Short exercise a :: Convert the entries, from their first line through the line that contains "x=706 y=138", into a JSON list of strings with one string per line. Skip blank lines and leave the pictures out.

Selected extract ::
# Port reccomendations



## zemekone (Aug 1, 2004)

Im new to drinking port and was wondering if any of you LLGs can recomend one that is between $20-$35 and easy to find, maybe even less expensive...
Thanks in advance!


----------



## Nely (Nov 11, 2004)

Read here brother:http://www.clubstogie.com/vb/showthread.php?t=9031


----------



## Navydoc (Jan 26, 2005)

zemekone said:


> Im new to drinking port and was wondering if any of you LLGs can recomend one that is between $20-$35 and easy to find, maybe even less expensive...
> Thanks in advance!

Entries from a point annotation set:
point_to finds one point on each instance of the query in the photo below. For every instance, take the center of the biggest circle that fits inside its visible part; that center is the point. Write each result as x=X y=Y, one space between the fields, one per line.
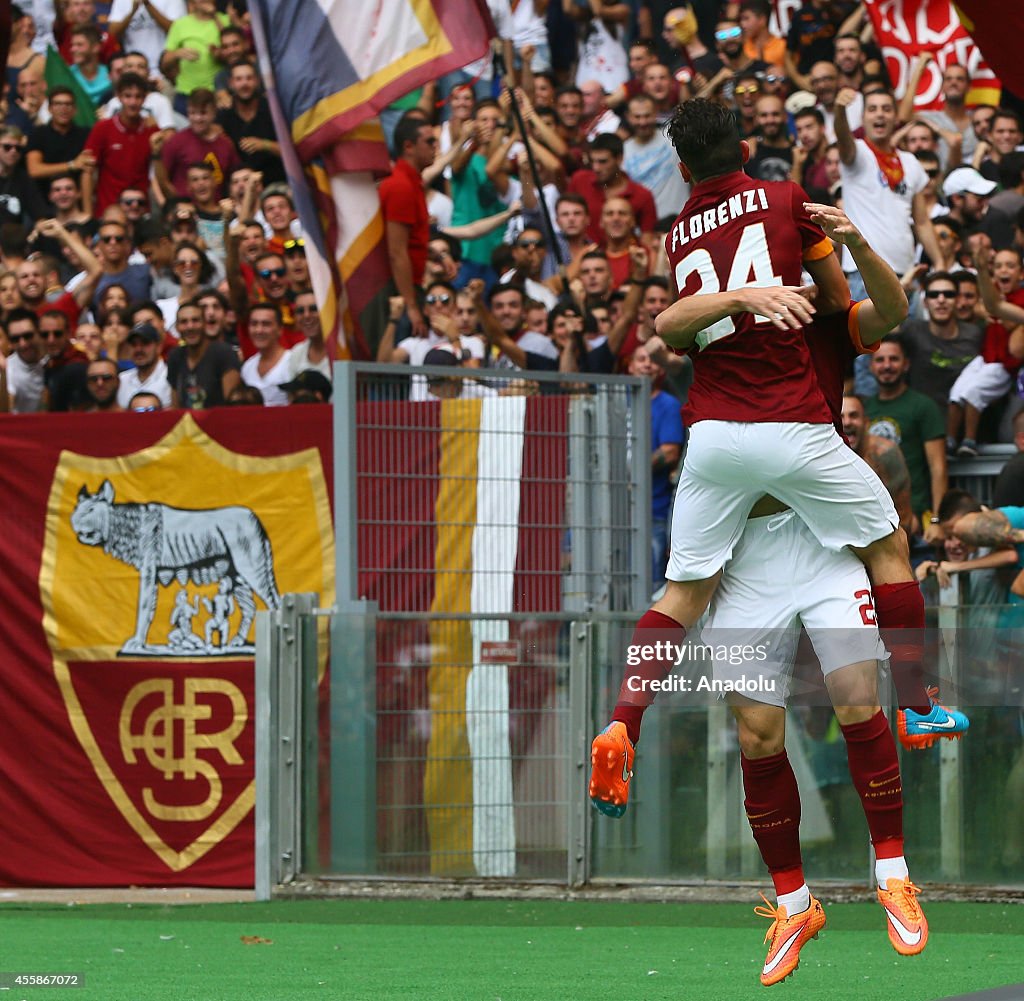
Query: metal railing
x=451 y=737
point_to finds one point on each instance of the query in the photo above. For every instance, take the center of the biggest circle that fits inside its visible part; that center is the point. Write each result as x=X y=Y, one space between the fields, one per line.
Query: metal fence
x=493 y=558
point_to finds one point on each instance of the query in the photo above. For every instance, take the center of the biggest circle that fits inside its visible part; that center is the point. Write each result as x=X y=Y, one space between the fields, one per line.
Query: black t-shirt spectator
x=260 y=127
x=813 y=30
x=20 y=201
x=67 y=386
x=56 y=147
x=1009 y=489
x=201 y=388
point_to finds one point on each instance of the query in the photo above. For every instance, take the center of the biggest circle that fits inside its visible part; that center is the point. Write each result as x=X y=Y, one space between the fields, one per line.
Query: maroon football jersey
x=734 y=232
x=834 y=342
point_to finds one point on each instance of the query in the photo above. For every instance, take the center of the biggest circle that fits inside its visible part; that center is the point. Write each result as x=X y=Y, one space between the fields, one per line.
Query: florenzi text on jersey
x=743 y=203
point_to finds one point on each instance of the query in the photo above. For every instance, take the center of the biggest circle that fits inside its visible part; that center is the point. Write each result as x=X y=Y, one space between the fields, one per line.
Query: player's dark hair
x=956 y=503
x=706 y=138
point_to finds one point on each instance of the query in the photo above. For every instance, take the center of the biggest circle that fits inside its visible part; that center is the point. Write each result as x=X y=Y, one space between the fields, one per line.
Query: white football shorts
x=779 y=578
x=729 y=466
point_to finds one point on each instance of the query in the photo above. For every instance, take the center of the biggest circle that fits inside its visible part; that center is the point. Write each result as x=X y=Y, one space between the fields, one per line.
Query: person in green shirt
x=192 y=54
x=916 y=425
x=474 y=193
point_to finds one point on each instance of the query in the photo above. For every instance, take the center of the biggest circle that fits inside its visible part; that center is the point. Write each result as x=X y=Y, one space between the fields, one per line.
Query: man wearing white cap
x=968 y=194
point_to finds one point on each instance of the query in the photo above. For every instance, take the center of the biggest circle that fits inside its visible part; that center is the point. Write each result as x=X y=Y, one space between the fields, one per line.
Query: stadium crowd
x=158 y=251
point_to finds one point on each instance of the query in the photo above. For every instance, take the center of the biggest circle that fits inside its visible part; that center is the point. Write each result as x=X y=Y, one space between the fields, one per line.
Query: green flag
x=58 y=75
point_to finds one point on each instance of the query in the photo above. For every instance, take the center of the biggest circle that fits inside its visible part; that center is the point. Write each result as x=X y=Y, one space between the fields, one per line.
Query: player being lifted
x=780 y=578
x=759 y=424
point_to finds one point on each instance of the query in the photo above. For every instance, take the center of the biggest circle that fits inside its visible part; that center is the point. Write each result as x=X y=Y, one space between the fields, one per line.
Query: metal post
x=719 y=800
x=580 y=815
x=345 y=515
x=950 y=777
x=265 y=680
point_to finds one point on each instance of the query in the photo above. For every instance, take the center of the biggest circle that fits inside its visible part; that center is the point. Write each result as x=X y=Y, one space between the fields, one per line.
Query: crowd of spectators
x=524 y=215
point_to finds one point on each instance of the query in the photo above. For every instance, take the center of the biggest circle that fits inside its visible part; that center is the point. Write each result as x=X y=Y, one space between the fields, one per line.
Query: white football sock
x=796 y=902
x=890 y=869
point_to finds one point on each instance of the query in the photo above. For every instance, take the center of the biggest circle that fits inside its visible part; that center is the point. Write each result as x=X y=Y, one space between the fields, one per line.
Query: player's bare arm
x=887 y=305
x=988 y=528
x=887 y=460
x=844 y=135
x=784 y=306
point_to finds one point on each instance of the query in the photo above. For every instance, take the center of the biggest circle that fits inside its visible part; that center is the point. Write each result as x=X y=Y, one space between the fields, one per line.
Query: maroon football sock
x=772 y=803
x=900 y=612
x=875 y=770
x=654 y=640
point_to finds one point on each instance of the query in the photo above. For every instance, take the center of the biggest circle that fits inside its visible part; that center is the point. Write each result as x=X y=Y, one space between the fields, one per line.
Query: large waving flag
x=997 y=30
x=904 y=28
x=330 y=66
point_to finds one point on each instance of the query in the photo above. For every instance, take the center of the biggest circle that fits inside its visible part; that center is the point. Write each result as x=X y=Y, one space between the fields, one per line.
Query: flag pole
x=549 y=226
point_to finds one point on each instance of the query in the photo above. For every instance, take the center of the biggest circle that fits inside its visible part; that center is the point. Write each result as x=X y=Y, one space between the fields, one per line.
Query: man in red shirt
x=39 y=280
x=606 y=179
x=404 y=209
x=758 y=421
x=121 y=147
x=203 y=141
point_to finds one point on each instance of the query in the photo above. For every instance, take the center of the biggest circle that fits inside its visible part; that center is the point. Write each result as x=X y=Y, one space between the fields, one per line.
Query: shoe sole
x=923 y=741
x=796 y=966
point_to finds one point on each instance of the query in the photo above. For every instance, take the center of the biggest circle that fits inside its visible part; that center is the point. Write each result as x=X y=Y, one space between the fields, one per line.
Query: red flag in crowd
x=330 y=69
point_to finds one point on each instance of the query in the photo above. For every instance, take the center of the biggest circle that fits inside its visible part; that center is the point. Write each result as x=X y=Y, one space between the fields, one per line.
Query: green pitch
x=488 y=950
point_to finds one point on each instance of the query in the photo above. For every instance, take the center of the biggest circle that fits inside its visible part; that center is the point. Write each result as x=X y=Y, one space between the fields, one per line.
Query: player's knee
x=761 y=737
x=888 y=559
x=686 y=601
x=850 y=714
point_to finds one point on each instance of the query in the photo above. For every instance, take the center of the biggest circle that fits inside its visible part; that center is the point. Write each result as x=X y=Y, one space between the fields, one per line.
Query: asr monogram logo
x=155 y=566
x=168 y=725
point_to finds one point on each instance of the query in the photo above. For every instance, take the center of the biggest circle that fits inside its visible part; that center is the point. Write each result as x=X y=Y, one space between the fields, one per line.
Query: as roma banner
x=904 y=28
x=136 y=551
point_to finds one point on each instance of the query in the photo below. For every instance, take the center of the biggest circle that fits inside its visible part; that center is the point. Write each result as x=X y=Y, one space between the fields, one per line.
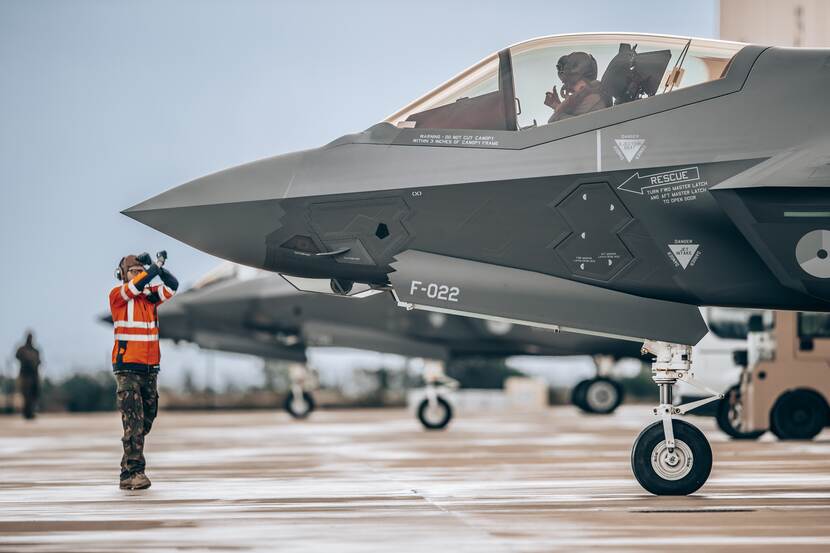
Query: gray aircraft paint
x=268 y=317
x=763 y=125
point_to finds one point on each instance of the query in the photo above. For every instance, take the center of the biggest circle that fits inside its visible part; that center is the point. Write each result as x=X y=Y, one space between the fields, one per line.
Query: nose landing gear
x=435 y=412
x=672 y=457
x=300 y=403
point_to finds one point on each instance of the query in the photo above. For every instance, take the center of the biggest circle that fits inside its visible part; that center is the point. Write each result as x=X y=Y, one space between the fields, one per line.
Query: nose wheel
x=299 y=404
x=680 y=470
x=434 y=413
x=672 y=457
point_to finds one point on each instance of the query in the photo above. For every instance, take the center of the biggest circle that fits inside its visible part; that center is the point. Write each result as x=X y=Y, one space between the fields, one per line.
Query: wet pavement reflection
x=373 y=480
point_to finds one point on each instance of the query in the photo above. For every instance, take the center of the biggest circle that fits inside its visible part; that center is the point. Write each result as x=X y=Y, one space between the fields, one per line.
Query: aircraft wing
x=321 y=334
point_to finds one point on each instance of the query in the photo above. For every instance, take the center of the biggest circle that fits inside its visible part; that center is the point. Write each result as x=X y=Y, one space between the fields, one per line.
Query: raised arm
x=120 y=295
x=163 y=292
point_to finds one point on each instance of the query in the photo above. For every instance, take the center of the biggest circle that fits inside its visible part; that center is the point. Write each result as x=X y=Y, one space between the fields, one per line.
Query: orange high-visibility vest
x=135 y=323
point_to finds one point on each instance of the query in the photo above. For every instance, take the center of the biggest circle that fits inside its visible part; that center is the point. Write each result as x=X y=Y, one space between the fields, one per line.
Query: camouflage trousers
x=29 y=389
x=138 y=403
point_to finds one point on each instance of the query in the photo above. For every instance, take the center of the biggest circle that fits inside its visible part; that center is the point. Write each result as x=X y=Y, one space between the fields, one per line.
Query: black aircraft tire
x=296 y=413
x=798 y=415
x=439 y=423
x=724 y=417
x=578 y=395
x=602 y=396
x=650 y=464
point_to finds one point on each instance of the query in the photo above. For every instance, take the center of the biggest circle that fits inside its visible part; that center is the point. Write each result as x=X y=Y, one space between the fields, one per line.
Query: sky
x=106 y=103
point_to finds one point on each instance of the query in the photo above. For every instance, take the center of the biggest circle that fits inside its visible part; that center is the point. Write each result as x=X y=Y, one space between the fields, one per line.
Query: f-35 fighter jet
x=601 y=183
x=259 y=313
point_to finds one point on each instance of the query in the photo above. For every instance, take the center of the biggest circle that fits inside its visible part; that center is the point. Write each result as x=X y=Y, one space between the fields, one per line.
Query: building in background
x=776 y=22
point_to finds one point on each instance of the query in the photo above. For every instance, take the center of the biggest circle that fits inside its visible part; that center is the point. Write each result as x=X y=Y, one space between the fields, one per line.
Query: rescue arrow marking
x=675 y=176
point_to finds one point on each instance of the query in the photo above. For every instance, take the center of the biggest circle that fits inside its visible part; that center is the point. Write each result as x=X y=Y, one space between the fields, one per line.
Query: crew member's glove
x=144 y=258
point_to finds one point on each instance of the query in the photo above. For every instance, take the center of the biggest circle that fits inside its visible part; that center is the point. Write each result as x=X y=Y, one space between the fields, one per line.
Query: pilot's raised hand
x=552 y=99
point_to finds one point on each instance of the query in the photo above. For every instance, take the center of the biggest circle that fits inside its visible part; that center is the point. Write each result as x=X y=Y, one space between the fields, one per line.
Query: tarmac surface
x=372 y=480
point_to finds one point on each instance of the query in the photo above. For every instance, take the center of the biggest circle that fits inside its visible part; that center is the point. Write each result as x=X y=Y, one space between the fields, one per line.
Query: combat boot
x=138 y=481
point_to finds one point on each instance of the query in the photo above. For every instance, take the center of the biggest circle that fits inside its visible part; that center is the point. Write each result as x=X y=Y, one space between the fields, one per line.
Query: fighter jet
x=600 y=183
x=258 y=313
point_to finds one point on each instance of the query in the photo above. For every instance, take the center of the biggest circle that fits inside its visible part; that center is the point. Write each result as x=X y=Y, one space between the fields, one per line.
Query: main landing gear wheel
x=299 y=406
x=664 y=472
x=435 y=415
x=598 y=395
x=730 y=414
x=798 y=415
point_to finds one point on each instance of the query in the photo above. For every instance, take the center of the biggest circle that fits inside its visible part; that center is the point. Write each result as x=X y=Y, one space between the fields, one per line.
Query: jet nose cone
x=227 y=214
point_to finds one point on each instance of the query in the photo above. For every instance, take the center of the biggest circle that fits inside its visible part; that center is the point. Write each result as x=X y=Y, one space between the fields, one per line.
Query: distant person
x=581 y=91
x=136 y=356
x=29 y=379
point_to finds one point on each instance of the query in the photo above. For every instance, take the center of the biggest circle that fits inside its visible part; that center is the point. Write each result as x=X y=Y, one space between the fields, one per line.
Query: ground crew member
x=29 y=380
x=136 y=356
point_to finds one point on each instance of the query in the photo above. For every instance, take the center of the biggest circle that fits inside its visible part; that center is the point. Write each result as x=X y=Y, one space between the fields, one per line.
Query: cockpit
x=545 y=80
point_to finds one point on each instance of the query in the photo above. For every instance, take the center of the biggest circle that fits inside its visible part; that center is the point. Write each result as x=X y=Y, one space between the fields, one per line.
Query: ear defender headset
x=119 y=271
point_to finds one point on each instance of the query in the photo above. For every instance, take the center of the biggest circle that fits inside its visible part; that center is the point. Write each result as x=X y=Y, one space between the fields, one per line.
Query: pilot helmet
x=575 y=67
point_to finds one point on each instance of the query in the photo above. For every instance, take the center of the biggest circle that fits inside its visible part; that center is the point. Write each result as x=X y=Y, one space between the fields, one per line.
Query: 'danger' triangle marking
x=683 y=253
x=629 y=146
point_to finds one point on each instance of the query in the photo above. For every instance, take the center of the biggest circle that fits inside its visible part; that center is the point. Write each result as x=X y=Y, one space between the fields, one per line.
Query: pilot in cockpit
x=581 y=92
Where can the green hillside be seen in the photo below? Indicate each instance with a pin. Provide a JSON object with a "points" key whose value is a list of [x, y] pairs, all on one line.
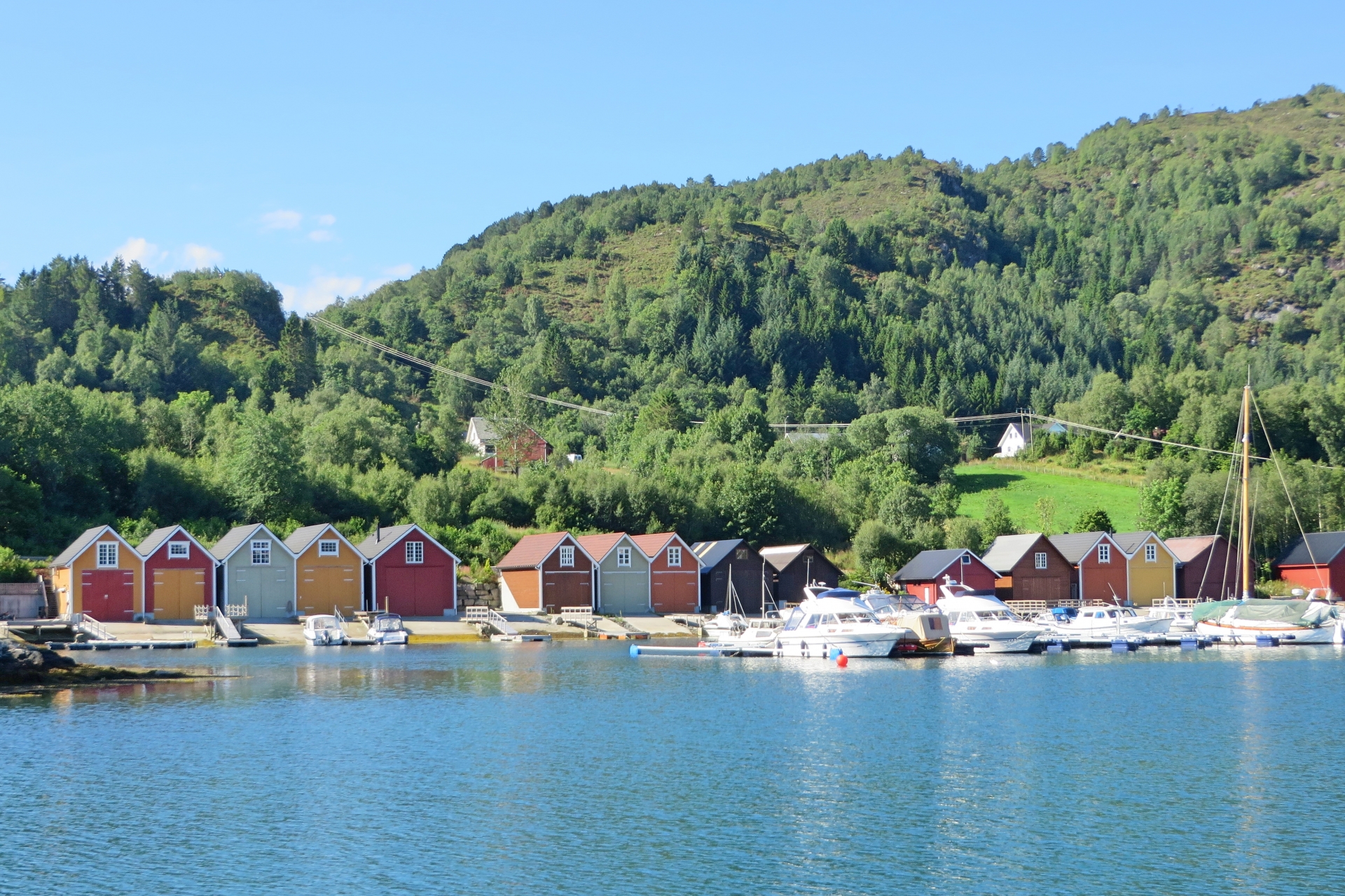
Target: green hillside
{"points": [[1021, 488], [1129, 282]]}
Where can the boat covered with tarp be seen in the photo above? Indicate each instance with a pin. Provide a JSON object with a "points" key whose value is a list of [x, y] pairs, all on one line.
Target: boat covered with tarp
{"points": [[1295, 622]]}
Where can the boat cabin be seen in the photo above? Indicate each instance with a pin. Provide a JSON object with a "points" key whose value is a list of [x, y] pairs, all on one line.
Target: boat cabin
{"points": [[409, 574], [179, 574], [100, 574]]}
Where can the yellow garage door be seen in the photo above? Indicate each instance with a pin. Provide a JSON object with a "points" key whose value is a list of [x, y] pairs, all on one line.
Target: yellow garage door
{"points": [[323, 587], [178, 592]]}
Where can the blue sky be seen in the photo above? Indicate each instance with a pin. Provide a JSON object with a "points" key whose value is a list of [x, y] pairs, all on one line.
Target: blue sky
{"points": [[331, 147]]}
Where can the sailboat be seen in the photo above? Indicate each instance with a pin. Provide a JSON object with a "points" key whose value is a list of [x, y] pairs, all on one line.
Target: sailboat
{"points": [[1251, 619]]}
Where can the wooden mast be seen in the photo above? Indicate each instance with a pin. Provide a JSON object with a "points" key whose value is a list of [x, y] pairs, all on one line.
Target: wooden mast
{"points": [[1244, 536]]}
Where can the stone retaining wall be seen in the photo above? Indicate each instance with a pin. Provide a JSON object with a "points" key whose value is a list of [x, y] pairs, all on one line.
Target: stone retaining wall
{"points": [[474, 595]]}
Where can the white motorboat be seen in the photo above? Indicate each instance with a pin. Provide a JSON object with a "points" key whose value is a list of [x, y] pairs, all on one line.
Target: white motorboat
{"points": [[1103, 622], [1180, 616], [984, 619], [925, 626], [323, 631], [1295, 622], [387, 628], [826, 621]]}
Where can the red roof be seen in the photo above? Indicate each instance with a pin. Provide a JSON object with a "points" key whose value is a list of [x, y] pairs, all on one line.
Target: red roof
{"points": [[654, 542], [598, 546], [532, 551]]}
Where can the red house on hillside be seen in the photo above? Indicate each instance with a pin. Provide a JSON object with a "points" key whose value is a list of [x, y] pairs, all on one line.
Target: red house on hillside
{"points": [[525, 447], [927, 570], [179, 574], [409, 574], [1316, 560]]}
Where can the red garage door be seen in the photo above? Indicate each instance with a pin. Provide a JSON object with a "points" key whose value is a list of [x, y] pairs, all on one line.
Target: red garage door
{"points": [[108, 595], [415, 591]]}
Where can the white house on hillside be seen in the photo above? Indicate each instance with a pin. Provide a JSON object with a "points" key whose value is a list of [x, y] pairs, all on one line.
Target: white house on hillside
{"points": [[1012, 441]]}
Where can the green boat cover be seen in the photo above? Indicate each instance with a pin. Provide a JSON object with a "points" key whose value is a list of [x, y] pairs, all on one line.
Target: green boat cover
{"points": [[1295, 612]]}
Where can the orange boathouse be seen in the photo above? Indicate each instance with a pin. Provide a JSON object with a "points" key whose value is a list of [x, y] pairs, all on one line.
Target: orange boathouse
{"points": [[330, 571], [101, 574]]}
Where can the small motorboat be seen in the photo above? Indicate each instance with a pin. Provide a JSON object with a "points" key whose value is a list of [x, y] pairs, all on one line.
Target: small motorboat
{"points": [[1295, 622], [323, 630], [829, 619], [925, 626], [387, 628], [1180, 616], [984, 619], [1103, 623]]}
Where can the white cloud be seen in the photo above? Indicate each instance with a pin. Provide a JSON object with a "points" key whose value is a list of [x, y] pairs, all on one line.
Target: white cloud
{"points": [[139, 249], [322, 291], [202, 256], [280, 219]]}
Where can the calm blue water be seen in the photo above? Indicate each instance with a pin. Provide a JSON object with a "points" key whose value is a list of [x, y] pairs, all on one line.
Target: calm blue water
{"points": [[574, 769]]}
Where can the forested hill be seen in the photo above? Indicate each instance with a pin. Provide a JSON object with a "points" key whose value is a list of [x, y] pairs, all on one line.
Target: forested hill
{"points": [[1127, 282]]}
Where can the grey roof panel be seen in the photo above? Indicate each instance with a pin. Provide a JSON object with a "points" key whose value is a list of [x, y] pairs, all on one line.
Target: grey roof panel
{"points": [[1076, 545], [712, 552], [1325, 546], [1007, 551], [928, 564], [78, 546]]}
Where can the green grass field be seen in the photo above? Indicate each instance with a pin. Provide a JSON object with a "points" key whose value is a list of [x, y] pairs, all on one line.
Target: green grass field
{"points": [[1020, 490]]}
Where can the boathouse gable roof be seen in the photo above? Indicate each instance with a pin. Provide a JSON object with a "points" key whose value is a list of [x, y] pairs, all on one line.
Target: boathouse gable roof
{"points": [[928, 564], [385, 537], [240, 536], [712, 553], [1325, 548], [86, 539], [1007, 551]]}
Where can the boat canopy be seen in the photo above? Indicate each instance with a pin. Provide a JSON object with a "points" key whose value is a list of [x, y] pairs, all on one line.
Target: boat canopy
{"points": [[1295, 612]]}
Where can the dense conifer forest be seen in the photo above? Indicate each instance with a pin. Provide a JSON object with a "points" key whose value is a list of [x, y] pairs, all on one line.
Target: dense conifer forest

Short exercise b :: Duplicate the part of the forum thread on port recommendations from "## zemekone (Aug" up to and including "(Nov 11, 2004)".

Written reply a ::
[
  "point_to finds one point on each instance of the query in the photo below. For every instance, take the center of the biggest circle that fits inside its visible part; that center is the point. Write each result as x=X y=Y, one space between the fields, one per line.",
  "Query: metal railing",
  "x=451 y=737",
  "point_to finds one point on each instance of the query in the photo above. For every instance, take the center of the biggest circle that fits inside its visible part; that center is the point. Write each result as x=X y=Y, one space between the fields, one per line.",
  "Query: metal fence",
  "x=493 y=558",
  "point_to finds one point on each instance of the query in the photo above. For every instance, take the center of the biggest circle that fits inside its visible part; that center is the point. Write each result as x=X y=Y, one space between the fields, one per line.",
  "Query: black t-shirt spectator",
  "x=260 y=127",
  "x=813 y=30",
  "x=20 y=201",
  "x=67 y=386",
  "x=56 y=147",
  "x=1009 y=489",
  "x=201 y=388",
  "point_to finds one point on each instance of the query in the photo above. For every instance, take the center of the biggest circle that fits inside its visible part; that center is the point. Write each result as x=X y=Y, one space between the fields, one per line.",
  "Query: maroon football jersey",
  "x=734 y=232",
  "x=834 y=342",
  "point_to finds one point on each instance of the query in the photo above. For every instance, take the center of the biggest circle that fits inside its visible part; that center is the point. Write each result as x=X y=Y, one space between the fields, one per line.",
  "Query: florenzi text on jersey",
  "x=743 y=203",
  "point_to finds one point on each instance of the query in the photo above. For every instance, take the center of the biggest circle that fits inside its visible part; that center is the point. Write each result as x=X y=Y, one space between the fields, one per line.",
  "Query: player's dark hair",
  "x=956 y=503",
  "x=706 y=138"
]

Written reply b ::
## zemekone (Aug 1, 2004)

Im new to drinking port and was wondering if any of you LLGs can recomend one that is between $20-$35 and easy to find, maybe even less expensive...
Thanks in advance!


----------



## Nely (Nov 11, 2004)